(Records excerpted from a collection)
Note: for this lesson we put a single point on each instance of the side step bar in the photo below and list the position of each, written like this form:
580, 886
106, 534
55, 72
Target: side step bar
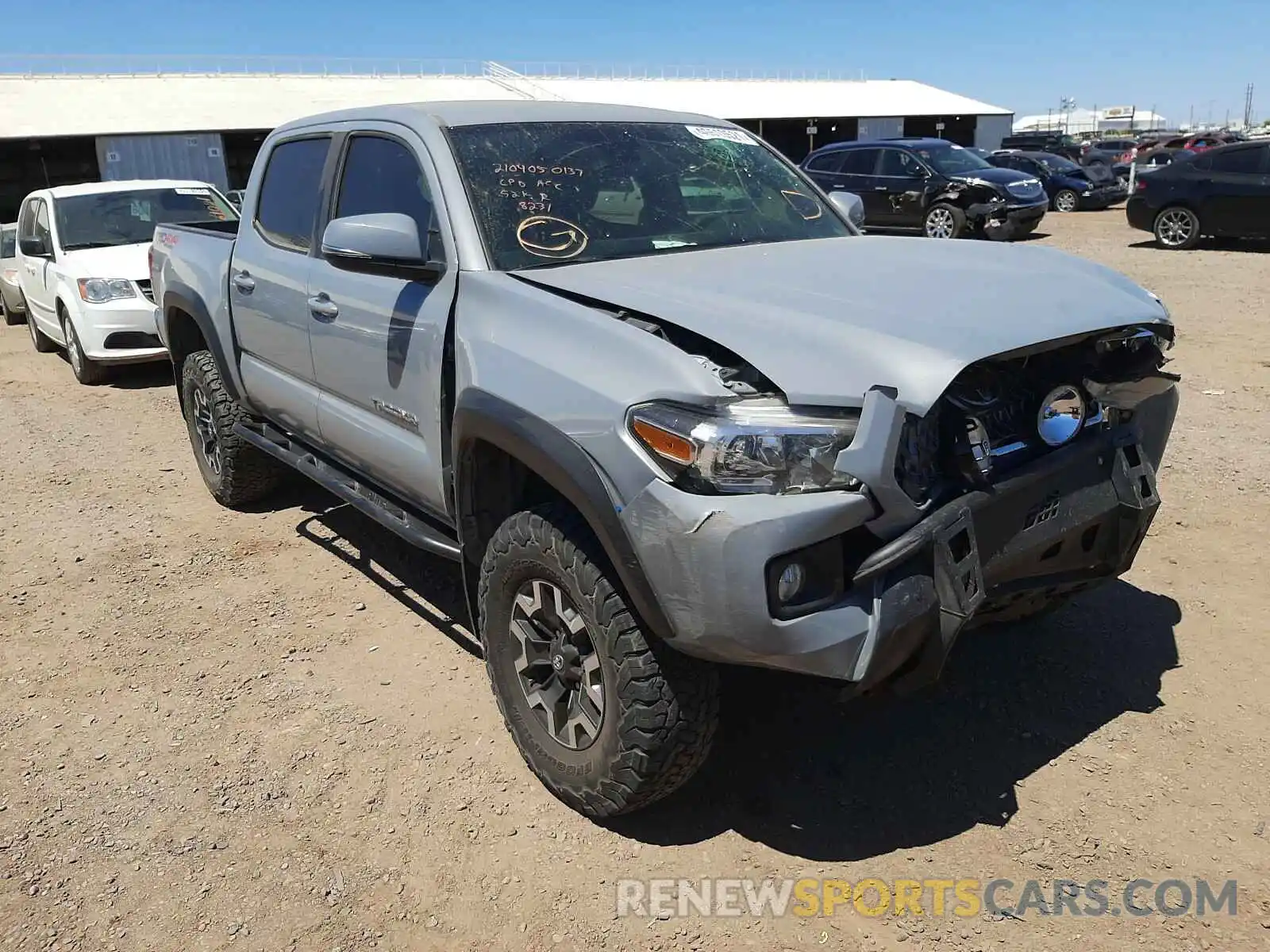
418, 531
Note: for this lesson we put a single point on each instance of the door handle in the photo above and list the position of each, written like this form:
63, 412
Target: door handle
321, 306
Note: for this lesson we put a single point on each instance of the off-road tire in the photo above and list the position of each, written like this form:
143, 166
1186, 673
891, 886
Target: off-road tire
38, 340
247, 474
87, 372
660, 708
956, 215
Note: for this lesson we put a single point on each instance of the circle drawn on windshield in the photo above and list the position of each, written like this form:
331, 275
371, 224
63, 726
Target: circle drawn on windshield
545, 236
803, 203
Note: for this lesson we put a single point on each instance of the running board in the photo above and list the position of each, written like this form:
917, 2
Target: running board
416, 530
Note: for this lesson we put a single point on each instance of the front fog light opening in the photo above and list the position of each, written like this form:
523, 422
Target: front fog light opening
791, 583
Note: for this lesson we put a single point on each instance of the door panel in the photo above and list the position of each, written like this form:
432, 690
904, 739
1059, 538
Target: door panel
268, 283
379, 359
899, 190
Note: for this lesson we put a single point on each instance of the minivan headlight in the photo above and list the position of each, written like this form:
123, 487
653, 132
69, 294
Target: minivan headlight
752, 446
98, 291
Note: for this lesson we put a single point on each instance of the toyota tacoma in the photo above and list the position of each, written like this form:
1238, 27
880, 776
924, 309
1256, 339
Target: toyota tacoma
664, 405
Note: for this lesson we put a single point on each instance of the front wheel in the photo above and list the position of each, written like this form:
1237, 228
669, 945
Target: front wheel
87, 372
609, 717
1067, 201
944, 221
235, 473
1178, 228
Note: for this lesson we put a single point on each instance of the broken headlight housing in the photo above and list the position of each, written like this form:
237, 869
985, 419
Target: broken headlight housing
751, 446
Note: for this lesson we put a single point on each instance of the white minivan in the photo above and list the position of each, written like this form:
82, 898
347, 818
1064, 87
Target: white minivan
84, 266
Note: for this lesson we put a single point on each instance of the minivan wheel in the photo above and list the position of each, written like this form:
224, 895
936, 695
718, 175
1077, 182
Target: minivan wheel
234, 471
606, 716
944, 221
1067, 201
38, 340
1178, 228
87, 372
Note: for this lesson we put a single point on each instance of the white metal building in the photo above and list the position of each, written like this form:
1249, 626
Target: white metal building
69, 126
1118, 118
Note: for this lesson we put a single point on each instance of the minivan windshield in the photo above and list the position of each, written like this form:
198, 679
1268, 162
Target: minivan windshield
110, 219
952, 160
565, 192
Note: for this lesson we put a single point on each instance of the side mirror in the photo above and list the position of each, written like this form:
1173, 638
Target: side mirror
35, 247
381, 243
850, 205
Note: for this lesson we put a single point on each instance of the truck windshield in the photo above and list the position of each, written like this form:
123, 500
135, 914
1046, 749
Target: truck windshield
549, 194
110, 219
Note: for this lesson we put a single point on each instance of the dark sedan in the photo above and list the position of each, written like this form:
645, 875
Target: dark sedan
1070, 187
1222, 192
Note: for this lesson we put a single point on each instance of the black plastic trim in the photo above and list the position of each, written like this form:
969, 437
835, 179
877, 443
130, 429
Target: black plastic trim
560, 463
183, 298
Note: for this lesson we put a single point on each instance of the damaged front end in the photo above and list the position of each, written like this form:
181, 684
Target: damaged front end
1034, 478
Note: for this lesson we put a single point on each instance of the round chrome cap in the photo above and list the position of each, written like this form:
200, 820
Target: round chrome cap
1060, 416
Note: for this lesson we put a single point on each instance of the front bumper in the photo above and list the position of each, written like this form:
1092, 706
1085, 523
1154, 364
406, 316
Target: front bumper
120, 332
1071, 520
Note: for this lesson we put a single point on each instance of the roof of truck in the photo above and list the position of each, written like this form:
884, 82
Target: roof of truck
495, 111
97, 188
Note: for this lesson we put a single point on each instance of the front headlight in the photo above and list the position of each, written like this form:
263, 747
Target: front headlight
746, 447
98, 291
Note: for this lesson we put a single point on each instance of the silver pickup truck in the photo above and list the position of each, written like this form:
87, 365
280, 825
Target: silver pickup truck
664, 405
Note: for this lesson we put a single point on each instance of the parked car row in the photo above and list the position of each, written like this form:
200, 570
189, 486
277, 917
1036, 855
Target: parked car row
649, 387
931, 186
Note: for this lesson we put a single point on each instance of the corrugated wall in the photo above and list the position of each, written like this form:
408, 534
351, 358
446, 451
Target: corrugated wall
198, 156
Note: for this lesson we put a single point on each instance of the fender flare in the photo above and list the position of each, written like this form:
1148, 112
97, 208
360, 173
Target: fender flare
562, 463
178, 298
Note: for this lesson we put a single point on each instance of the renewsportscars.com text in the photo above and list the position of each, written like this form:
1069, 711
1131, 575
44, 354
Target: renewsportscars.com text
963, 898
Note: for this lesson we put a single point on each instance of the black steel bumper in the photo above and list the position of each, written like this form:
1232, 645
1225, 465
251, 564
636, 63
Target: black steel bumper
1067, 522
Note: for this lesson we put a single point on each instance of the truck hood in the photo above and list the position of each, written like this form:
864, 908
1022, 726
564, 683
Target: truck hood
829, 319
130, 262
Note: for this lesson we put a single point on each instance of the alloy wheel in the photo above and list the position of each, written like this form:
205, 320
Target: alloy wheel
205, 425
1175, 228
940, 224
558, 666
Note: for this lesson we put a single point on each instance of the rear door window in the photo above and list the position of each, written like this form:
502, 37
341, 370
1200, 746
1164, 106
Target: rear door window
1240, 162
383, 175
286, 211
829, 162
860, 162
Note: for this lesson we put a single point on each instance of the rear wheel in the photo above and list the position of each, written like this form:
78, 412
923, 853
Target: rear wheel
944, 221
609, 717
1067, 201
234, 471
1178, 228
87, 372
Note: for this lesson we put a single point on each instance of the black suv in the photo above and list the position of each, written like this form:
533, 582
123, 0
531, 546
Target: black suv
930, 184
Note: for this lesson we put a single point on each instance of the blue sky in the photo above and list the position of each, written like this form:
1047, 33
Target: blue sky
1019, 55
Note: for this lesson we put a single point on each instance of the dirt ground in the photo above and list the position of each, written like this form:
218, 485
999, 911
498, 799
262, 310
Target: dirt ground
266, 731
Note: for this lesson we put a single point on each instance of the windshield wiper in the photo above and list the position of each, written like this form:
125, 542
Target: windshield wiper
86, 245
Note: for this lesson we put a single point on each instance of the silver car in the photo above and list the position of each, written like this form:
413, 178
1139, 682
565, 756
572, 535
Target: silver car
13, 306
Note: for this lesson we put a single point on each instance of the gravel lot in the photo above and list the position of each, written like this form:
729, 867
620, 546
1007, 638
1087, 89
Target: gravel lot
264, 731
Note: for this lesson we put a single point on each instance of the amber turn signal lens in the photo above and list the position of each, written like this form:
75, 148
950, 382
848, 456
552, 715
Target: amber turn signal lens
664, 443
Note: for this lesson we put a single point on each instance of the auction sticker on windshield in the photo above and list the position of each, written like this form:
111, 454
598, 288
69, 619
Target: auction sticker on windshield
718, 132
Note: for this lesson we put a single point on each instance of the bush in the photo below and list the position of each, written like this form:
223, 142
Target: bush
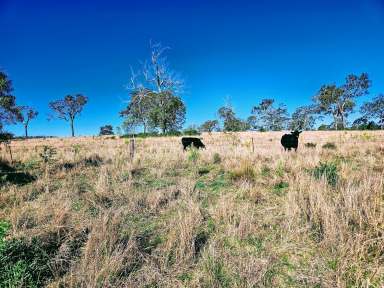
310, 145
328, 171
329, 145
23, 263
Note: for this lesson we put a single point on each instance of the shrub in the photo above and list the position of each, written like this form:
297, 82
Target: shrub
328, 171
310, 145
329, 145
193, 154
23, 263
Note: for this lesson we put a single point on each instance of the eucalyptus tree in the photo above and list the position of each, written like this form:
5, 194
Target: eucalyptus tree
154, 95
339, 101
304, 118
69, 108
268, 117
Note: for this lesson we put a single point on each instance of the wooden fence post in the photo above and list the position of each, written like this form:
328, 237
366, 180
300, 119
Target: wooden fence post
132, 148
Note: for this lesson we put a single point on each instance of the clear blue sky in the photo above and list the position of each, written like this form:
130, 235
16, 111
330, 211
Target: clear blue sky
245, 50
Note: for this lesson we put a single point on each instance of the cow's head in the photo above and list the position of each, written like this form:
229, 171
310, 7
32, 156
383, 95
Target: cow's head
296, 133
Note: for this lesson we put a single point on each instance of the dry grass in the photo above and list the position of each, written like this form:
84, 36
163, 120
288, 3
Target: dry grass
220, 217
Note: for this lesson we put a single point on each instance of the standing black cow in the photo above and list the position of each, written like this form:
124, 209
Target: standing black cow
189, 141
290, 141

WORK REQUIRED: "below" is the word to look for; copy every line of the data that has it.

COMPLETED EXERCISE:
Note: for this lesson we put a single point on each instance of the side step bar in the photo below and list the position of each, written like this form:
Note: for this lesson we put a single point on each instance of the bush in the photo below and list the position of each, written like this form:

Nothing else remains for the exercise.